### YOUR ASSIGNMENT
Show each line of the records below where the word "drop" occurs.

### INFORMATION PROVIDED
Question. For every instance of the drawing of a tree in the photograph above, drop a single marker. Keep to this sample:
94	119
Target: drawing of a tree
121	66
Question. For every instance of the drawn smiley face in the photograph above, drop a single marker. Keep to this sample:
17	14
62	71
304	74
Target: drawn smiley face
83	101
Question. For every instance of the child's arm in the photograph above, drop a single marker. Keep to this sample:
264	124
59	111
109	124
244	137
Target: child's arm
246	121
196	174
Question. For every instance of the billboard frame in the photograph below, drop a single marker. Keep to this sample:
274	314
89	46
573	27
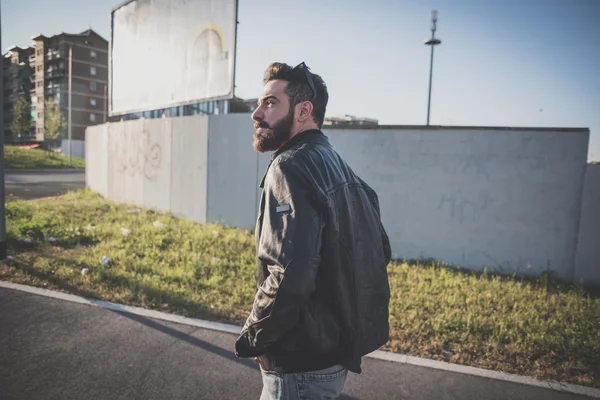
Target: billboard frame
230	96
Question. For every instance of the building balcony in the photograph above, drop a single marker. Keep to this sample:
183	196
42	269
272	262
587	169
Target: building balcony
56	73
53	55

### SOLVED PROBLEM
Question. For every instance of the drawing of a tree in the photograph above, drop a single marker. Keep to this sample:
Question. For every instance of the drawn smiley face in the photograph above, drop a single marker. Keep to this sample:
Question. For every instance of the child's arm in the photograph above, drop a single marker. Keep to this sample:
Question. For every instance of the billboard frame in the photograph below, drop a single marker. Keep to this sample:
Question. For every instance of the building balcony in the photograph above, drop a single marker. Keep to this sample:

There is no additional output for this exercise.